## OBJECTIVE
Please rewrite the material from its first line through the line that contains "[[41, 299]]", both ends included, adding -11 to every coordinate in the answer points and keeping every other line as it is. Leave the picture lines out.
==== SUPPLIED ENTRIES
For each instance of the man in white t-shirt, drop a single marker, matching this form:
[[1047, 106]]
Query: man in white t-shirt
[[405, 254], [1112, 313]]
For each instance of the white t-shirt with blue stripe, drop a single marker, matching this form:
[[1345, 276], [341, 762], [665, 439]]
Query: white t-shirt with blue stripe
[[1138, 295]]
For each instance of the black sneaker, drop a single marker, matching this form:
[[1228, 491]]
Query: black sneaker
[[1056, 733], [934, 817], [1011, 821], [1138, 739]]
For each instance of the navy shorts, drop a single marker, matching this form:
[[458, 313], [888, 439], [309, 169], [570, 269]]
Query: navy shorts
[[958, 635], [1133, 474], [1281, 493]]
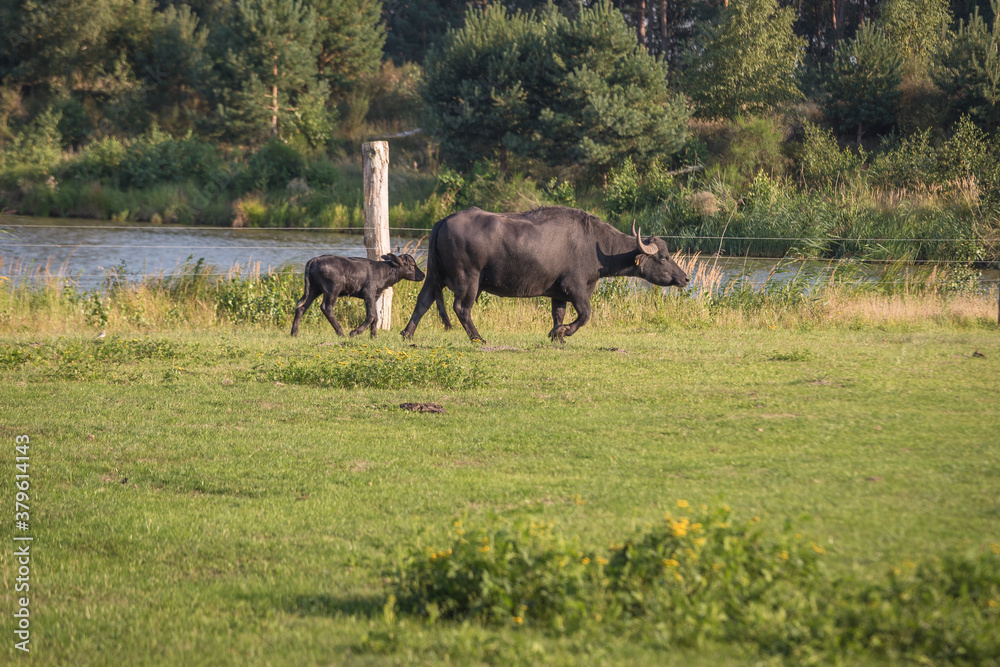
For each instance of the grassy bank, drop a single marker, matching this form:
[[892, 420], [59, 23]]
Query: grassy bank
[[199, 496], [754, 193], [206, 489]]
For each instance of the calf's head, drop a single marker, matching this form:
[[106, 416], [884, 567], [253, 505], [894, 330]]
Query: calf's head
[[655, 264], [407, 266]]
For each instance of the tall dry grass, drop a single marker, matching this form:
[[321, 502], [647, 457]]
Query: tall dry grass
[[41, 299]]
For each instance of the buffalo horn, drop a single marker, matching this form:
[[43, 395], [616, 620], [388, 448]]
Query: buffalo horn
[[646, 249]]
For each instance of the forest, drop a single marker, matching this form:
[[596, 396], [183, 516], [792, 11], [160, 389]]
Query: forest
[[750, 127]]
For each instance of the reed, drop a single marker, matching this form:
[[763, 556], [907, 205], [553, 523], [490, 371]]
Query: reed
[[44, 298]]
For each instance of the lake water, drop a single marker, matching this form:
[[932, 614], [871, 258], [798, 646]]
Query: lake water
[[83, 251]]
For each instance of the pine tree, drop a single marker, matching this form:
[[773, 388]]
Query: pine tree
[[267, 80], [608, 99], [749, 61], [479, 81], [862, 83], [351, 37], [967, 70]]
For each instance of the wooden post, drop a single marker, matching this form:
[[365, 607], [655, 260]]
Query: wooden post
[[375, 159]]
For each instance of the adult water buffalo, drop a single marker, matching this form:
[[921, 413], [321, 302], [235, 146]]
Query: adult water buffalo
[[556, 252]]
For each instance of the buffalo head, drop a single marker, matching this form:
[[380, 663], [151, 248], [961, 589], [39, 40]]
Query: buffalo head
[[655, 264], [407, 266]]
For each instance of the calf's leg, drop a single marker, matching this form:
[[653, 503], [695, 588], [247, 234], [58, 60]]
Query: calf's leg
[[327, 308], [424, 301], [371, 315], [464, 301], [303, 305]]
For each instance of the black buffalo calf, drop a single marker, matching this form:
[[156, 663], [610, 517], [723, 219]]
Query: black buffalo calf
[[334, 276]]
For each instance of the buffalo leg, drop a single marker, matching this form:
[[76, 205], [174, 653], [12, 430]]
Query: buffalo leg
[[558, 315], [428, 294], [371, 316], [463, 308], [327, 308], [301, 307], [442, 311], [582, 306]]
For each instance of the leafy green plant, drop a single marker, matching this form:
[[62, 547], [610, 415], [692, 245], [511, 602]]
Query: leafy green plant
[[382, 368]]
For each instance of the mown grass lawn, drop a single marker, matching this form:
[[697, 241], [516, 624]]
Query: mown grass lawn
[[201, 498]]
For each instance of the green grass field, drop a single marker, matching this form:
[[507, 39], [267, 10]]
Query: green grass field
[[230, 495]]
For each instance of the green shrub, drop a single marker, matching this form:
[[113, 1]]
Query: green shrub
[[380, 368], [910, 162], [705, 576], [628, 192], [258, 299], [272, 166], [822, 162], [154, 157], [514, 574]]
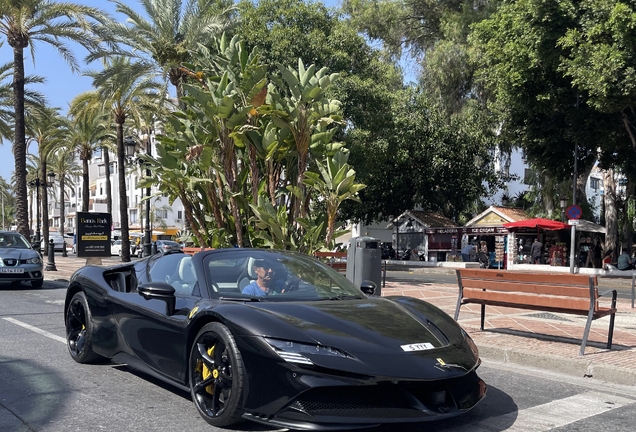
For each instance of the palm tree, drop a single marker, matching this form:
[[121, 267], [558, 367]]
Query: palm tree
[[31, 98], [66, 169], [23, 23], [125, 88], [89, 108], [8, 202], [42, 129], [173, 27], [89, 128]]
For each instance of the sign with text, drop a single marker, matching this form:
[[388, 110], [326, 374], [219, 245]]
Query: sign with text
[[93, 234]]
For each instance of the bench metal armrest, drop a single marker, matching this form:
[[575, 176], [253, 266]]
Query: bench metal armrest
[[603, 294]]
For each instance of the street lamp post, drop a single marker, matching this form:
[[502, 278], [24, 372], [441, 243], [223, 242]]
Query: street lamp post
[[563, 203], [147, 236]]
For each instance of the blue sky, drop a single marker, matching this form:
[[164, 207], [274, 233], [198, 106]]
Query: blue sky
[[61, 85]]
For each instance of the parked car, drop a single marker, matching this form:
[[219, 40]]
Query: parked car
[[311, 351], [19, 262], [115, 249], [167, 245]]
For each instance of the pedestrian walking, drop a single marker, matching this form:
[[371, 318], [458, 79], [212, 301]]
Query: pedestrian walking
[[536, 251]]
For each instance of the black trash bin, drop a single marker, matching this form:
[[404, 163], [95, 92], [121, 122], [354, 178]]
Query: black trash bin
[[364, 261]]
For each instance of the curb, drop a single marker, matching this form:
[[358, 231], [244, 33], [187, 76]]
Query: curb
[[573, 367]]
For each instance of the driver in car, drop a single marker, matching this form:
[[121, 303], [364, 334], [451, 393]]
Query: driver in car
[[270, 279]]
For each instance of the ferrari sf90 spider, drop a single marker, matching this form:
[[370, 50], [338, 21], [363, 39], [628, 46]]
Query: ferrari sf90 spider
[[274, 337]]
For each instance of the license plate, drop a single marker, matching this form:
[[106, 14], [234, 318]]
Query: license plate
[[417, 347], [6, 270]]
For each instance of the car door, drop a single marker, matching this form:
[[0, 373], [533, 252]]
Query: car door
[[148, 331]]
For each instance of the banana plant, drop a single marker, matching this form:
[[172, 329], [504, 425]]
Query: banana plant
[[334, 182], [299, 104]]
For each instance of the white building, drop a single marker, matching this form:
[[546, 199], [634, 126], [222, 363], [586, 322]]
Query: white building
[[165, 218]]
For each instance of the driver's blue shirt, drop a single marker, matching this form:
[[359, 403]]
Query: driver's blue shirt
[[255, 290]]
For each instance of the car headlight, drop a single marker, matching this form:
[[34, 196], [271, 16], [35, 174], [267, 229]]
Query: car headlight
[[296, 352]]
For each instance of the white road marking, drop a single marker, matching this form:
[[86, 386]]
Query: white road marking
[[36, 330], [552, 415]]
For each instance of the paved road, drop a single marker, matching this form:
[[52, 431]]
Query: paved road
[[42, 389]]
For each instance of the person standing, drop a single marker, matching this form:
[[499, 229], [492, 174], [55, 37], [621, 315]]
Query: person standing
[[466, 251], [625, 261], [535, 251]]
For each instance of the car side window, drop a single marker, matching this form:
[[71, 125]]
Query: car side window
[[178, 271], [164, 268]]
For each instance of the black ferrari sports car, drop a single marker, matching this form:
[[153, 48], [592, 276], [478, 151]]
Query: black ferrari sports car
[[274, 337]]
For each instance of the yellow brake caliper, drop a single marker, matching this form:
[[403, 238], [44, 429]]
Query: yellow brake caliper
[[206, 372]]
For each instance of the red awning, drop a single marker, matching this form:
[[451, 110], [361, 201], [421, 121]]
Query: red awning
[[546, 224]]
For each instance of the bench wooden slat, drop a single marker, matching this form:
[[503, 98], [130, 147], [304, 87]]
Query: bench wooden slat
[[517, 299], [549, 278], [536, 288], [573, 294]]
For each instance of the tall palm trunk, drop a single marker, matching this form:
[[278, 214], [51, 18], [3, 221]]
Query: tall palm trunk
[[85, 186], [45, 204], [109, 196], [62, 215], [19, 141], [123, 197]]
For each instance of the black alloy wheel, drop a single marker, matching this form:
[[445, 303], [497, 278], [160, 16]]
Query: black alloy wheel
[[79, 337], [217, 376]]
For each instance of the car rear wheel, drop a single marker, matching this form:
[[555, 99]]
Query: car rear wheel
[[217, 376], [79, 334]]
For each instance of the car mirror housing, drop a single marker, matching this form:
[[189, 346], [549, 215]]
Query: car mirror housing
[[159, 291], [367, 287]]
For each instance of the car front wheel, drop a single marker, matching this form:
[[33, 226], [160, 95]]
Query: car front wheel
[[217, 376], [79, 330]]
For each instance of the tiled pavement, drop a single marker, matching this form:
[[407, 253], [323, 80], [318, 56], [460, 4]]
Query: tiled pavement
[[531, 338], [539, 339]]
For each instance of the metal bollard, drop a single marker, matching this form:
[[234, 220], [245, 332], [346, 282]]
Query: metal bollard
[[50, 265]]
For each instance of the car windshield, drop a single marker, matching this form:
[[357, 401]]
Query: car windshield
[[261, 275], [15, 241]]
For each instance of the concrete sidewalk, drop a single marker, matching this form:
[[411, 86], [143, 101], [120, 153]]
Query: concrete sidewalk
[[523, 337]]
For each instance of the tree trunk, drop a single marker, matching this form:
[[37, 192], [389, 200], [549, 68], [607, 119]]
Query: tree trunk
[[123, 196], [45, 203], [109, 195], [19, 143], [611, 220], [85, 190]]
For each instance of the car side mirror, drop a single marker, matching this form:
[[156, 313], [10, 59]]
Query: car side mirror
[[367, 287], [159, 291]]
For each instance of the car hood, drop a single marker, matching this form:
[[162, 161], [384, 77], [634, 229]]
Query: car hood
[[376, 332], [17, 253]]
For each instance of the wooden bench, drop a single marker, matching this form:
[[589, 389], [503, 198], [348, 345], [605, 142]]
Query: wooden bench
[[330, 258], [193, 250], [572, 294]]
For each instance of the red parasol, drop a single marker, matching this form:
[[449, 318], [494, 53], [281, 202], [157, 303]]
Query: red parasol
========
## WRITTEN REPLY
For each instance of the man in white t-shirt, drop a single marker, matching this form:
[[1047, 106]]
Query: man in white t-shirt
[[394, 243], [1101, 302]]
For each instance of the white t-shirt with blue stripe, drop a single marker, matching this form:
[[1345, 276], [341, 762], [665, 439]]
Query: white t-shirt with blue stripe
[[1127, 284]]
For each instance of the black sneaker, drop a single marker, matching this form:
[[1228, 491]]
Query: black sneaker
[[1045, 722], [923, 806], [1000, 810], [1127, 728]]
For each instance of the navy shorts, drop a single marker, matching this form:
[[458, 313], [888, 439], [309, 169], [570, 269]]
Query: navy shorts
[[947, 624], [1122, 463], [1270, 482]]
For each instance of the grassy bank, drop a single marker, matching this form:
[[892, 420], [59, 23]]
Query: grassy bank
[[188, 485], [743, 182], [195, 478]]
For each instance of the calf's head, drop a single marker, matching this form:
[[106, 416], [884, 567], [253, 505], [894, 330]]
Query: calf's head
[[644, 253], [396, 255]]
For each instance of the tall dry grass, drop a single marker, matching this form:
[[321, 502], [647, 457]]
Query: tall dry grass
[[30, 288]]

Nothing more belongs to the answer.